- [ABOUT THIS TASK]: In the passage about mindfulness training for opioid use disorder, copy the part starting with "According to Schuman-Olivier" and going on through "opioid use disorder.", renaming "buprenorphine" to "methadone".

- [STUDY TEXT]:
*** Block opens ***

According to Schuman-Olivier and colleagues, mindfulness training interventions, which “[appear] to increase individuals’ capacities for self-regulation through enhanced attentional control, cognitive control, emotion regulation and self-related processes,” are an increasingly popular treatment for substance use disorders.
The trial compared the effectiveness of the Mindful Recovery Opioid Use Disorder Care Continuum (M-ROCC) program vs. a recovery support program among 196 adults prescribed buprenorphine for opioid use disorder.
The 24-week M-ROCC program consisted of a 30-minute informal check-in and a weekly 60-minute intervention group. The program used a trauma-informed curriculum broken up into three components. “[It] includes a warm mindfulness approach that integrates mindfulness and self-compassion in a way that supports patients to learn how to courageously and warmly be with present moment experience with curiosity, openness and acceptance,” Schuman-Olivier said.
In comparison, the recovery support program’s curriculum used four evidence-based substance abuse disorder-focused nonmindfulness approaches, such as cognitive behavioral therapy and community reinforcement.
The number of 2-week periods with both self-reported and biochemically confirmed abstinence from illicit opioid use during study weeks 13 to 24 served as the study’s primary outcome, with secondary outcomes measuring changes in opioid craving, anxiety and benzodiazepine and cocaine use.

*** Block closes ***

- [RECORDS SHOWN]:
*** Block opens ***

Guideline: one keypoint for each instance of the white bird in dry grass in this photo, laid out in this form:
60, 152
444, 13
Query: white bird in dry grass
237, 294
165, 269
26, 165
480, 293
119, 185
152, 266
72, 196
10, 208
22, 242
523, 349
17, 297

*** Block closes ***

- [EXERCISE RESPONSE]:
According to Schuman-Olivier and colleagues, mindfulness training interventions, which “[appear] to increase individuals’ capacities for self-regulation through enhanced attentional control, cognitive control, emotion regulation and self-related processes,” are an increasingly popular treatment for substance use disorders.
The trial compared the effectiveness of the Mindful Recovery Opioid Use Disorder Care Continuum (M-ROCC) program vs. a recovery support program among 196 adults prescribed methadone for opioid use disorder.